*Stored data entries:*

%%

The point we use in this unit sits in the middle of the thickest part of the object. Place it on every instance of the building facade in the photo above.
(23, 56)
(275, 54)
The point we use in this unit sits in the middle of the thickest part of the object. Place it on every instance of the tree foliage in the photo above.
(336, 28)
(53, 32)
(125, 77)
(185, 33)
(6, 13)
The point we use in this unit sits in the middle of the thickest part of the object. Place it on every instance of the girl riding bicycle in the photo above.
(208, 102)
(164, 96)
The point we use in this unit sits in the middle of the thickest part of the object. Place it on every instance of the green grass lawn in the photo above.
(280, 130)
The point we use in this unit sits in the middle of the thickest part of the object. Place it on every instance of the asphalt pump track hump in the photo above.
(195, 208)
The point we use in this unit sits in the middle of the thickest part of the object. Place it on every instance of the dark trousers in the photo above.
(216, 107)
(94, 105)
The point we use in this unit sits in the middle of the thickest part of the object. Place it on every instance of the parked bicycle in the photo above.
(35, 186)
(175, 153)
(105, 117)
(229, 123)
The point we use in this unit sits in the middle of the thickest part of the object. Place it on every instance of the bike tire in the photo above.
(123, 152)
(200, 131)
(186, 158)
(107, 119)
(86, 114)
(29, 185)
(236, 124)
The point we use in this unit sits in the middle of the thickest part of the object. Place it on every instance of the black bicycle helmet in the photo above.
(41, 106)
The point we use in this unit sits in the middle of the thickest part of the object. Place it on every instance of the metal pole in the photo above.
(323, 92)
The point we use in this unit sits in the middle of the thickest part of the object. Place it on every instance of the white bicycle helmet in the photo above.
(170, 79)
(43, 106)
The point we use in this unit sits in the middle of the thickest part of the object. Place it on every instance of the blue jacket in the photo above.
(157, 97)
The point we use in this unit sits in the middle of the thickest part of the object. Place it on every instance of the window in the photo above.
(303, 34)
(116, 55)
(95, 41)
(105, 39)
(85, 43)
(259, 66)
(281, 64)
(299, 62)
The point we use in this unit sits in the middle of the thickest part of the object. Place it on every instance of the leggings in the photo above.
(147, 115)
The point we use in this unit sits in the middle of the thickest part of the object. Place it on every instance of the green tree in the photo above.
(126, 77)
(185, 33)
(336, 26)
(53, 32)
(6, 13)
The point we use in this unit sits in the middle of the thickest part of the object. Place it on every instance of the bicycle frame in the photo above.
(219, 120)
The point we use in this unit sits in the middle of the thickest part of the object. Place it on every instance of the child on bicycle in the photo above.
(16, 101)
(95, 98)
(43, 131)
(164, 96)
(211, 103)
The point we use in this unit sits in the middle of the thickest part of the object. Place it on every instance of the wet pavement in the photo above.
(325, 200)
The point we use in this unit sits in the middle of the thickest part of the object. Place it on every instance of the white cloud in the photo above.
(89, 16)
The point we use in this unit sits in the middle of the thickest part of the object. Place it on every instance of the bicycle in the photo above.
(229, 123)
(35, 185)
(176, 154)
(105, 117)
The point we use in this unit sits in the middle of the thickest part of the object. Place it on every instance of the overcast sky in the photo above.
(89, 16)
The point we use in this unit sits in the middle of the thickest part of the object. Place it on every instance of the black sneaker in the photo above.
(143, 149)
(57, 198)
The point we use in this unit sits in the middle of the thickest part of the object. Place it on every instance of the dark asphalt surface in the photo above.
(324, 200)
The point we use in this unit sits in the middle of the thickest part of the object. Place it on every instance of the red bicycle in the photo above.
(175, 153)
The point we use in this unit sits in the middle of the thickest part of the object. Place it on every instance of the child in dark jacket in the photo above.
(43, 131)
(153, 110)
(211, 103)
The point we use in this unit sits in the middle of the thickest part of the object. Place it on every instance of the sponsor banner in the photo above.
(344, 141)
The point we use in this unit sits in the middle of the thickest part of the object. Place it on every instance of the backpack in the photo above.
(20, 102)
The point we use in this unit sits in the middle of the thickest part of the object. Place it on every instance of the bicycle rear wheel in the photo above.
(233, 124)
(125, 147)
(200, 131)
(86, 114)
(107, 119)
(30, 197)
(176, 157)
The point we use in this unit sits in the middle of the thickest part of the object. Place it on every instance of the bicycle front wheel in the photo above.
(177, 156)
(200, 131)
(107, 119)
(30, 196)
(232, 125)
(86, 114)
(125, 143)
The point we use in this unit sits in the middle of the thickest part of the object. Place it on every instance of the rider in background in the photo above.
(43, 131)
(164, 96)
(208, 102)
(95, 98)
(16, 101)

%%

*What is expected:*
Return the entries above exactly as they were written.

*Result below:*
The point we use in this unit sits in the middle of the thickest part of the object. Place it on every instance of the building facade in the photo above.
(23, 56)
(275, 54)
The point we use in this unit sits in the middle of the thickest part of the object. Place it on every instance of the tree foliage in the photo above.
(336, 28)
(53, 32)
(125, 77)
(185, 33)
(6, 13)
The point we use in this unit sits in the middle of the thickest part of the object. Place it on every instance of the girl riding bicycle in the photo above.
(208, 102)
(164, 96)
The point we use in this unit sits in the middle of the thickest part of the object. Place it on every instance of the green grass lawn in the photo above.
(280, 130)
The point we use in this unit sits in the middle of the thickest part of the object. Place it on every instance of the asphalt pump track hump in the photo above.
(195, 208)
The point we use in this unit sits in the middle of the thickest part of the object. Place it on every instance of the dark trousers in the photo above.
(216, 107)
(94, 105)
The point we use in this unit sits in the middle of the thickest part of the object. Place it on every instance of the parked bicycle in the photo above.
(35, 186)
(175, 153)
(105, 117)
(229, 123)
The point we use in this unit sits in the middle of the thickest part of the object. Place it on every instance of the bike tire in the photo above.
(123, 152)
(200, 131)
(186, 158)
(107, 119)
(86, 114)
(29, 185)
(236, 124)
The point we use in this unit sits in the middle of the thickest part of the object. Place it on every instance of the black bicycle helmet in the photo above.
(41, 106)
The point we use in this unit sits in the middle of the thickest part of the object. Place it on every instance of the metal pole in the photo above.
(323, 92)
The point we use in this unit sits in the middle of the thickest part of the object. Place it on every instance of the white bicycle helmet in the photo above.
(170, 79)
(43, 106)
The point we use in this unit sits in the middle of the thickest part of the object. Place it on every instance of the blue jacket in the photo above.
(157, 97)
The point we use in this unit sits in the middle of the thickest part of the object. Place it on every instance of the window in the photo above.
(303, 34)
(116, 55)
(95, 41)
(105, 39)
(85, 43)
(259, 66)
(281, 64)
(299, 62)
The point we use in this unit sits in the middle of the thickest part of the object. Place it on every instance of the leggings in the photo above.
(147, 115)
The point we use in this unit sits in the middle of the thickest part of the object. Place it on every instance of the green tree in the photo above.
(126, 77)
(185, 33)
(336, 26)
(53, 32)
(6, 13)
The point we use in this unit sits in the middle of the thickest part of the object. Place it on every instance of the bicycle frame in the photo above.
(219, 120)
The point we use in this unit sits in the middle of the thickest part of the object. Place it on every instance of the child on bicycle in the photo above.
(16, 101)
(95, 98)
(43, 131)
(164, 96)
(211, 103)
The point we use in this unit sits in the middle of the thickest part of the object. Place it on every instance of the wet pavement in the photo above.
(325, 200)
The point we use in this unit sits in the middle of the thickest part of the object. Place it on every instance of the white cloud in the photo above.
(89, 16)
The point we use in this unit sits in the middle of the thickest part of the object. Place it on every instance of the bicycle in the photo above.
(229, 123)
(35, 185)
(176, 154)
(105, 117)
The point we use in this unit sits in the middle of the thickest part of the object. Place it on every instance of the overcast sky in the photo above.
(89, 16)
The point we use in this unit sits in the middle of the thickest part of the object. Place it on every instance of the black sneaker in the photo above.
(143, 149)
(57, 198)
The point we use in this unit sits in the middle of the thickest part of the object. Place it on every instance of the dark asphalt surface in the photo above.
(324, 200)
The point we use in this unit sits in the middle of the thickest part of the object. Place it on every instance of the red bicycle in the photo above.
(175, 153)
The point we use in this unit sits in the middle of the thickest part of the object. Place it on every instance of the child in dark jacket in the photo above.
(43, 131)
(153, 110)
(211, 103)
The point we use in this unit sits in the middle of the thickest part of the object. Place it on every instance of the sponsor banner in the photo above.
(344, 141)
The point we use in this unit sits in the middle of the thickest part of the object. Place it on every instance of the backpack in the photo above.
(20, 102)
The point we use in this unit sits in the middle of the thickest part of the object. Place it on every instance of the bicycle rear wheel in the photo above.
(233, 124)
(125, 147)
(200, 131)
(86, 114)
(107, 119)
(30, 197)
(176, 157)
The point we use in this unit sits in the middle of the thickest part of the object. Place it on every instance of the bicycle front wheel in the photo above.
(177, 156)
(200, 131)
(107, 119)
(30, 196)
(232, 125)
(86, 114)
(125, 143)
The point we use in this unit sits in the middle of the thickest part of the object. Place it on every instance of the rider in background in the photo above.
(43, 131)
(164, 96)
(208, 102)
(95, 98)
(16, 101)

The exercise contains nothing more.